> Text excerpt

═══

Databricks Metadata Sync Automation
This feature is currently in Public Beta in DataHub Cloud. Reach out to your DataHub Cloud representative if you face any issues configuring or validating the capabilities outlined below.
Overview
Databricks Metadata Sync is an automation feature that enables seamless synchronization of DataHub Tags and Descriptions with Databricks Unity Catalog. This automation ensures consistent metadata governance across both platforms, automatically propagating DataHub governance artifacts to Unity Catalog tables, columns, catalogs, and schemas. Typically, this will be used in conjunction with the Databricks ingestion source, which enables ingesting Tags & descriptions from Databricks into DataHub.
This automation is exclusively available in DataHub Cloud.

═══

> Stored data
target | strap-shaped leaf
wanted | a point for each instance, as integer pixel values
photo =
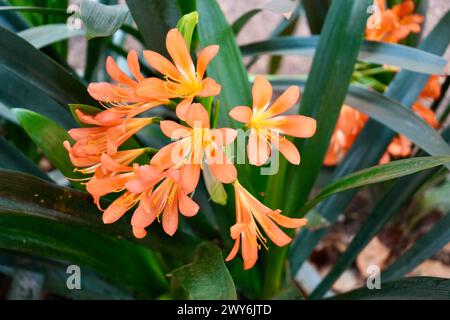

═══

> Task list
**A.** According to the Databricks Metadata Sync text, which two kinds of DataHub metadata does the automation synchronize with Databricks Unity Catalog?
**B.** Continue the Databricks Metadata Sync text from its last sentence.

> Results by task
**A.** Tags and Descriptions.

**B.**
Use Cases
- Maintain consistent metadata across DataHub and Databricks
- Improve data discovery by propagating descriptions back to Databricks
- Unity data governance by managing Tag application directly within DataHub
Sync Capabilities
The Databricks Metadata Sync automation provides comprehensive metadata synchronization with the following features:
- Automated Tag Propagation: Seamlessly sync DataHub Tags to Unity Catalog tables, columns, catalogs, and schemas
- Description Synchronization: Automatically propagate DataHub descriptions to Unity Catalog objects as comments
- Bidirectional Updates: Maintain consistency by automatically removing Tags and descriptions from Unity Catalog when they are removed in DataHub
- Selective Propagation: Configure specific Tags for propagation, or sync all Tags
- Historical Backfill: Initialize Tags and Descriptions for assets on Databricks with current DataHub Tags & Descriptions.
A note about legacy Hive Metastore: Bi-directional sync for descriptions is supported for Hive Metastore Schemas & Tables, but Tag sync is not. This is because Databricks does not support applying of Tags to these assets on Hive Metastore.
Prerequisites
Before enabling Databricks Metadata Sync, ensure the following permissions and configurations are in place:
Required Unity Catalog Permissions
Basic Access Permissions (Required for Both Tags and Descriptions)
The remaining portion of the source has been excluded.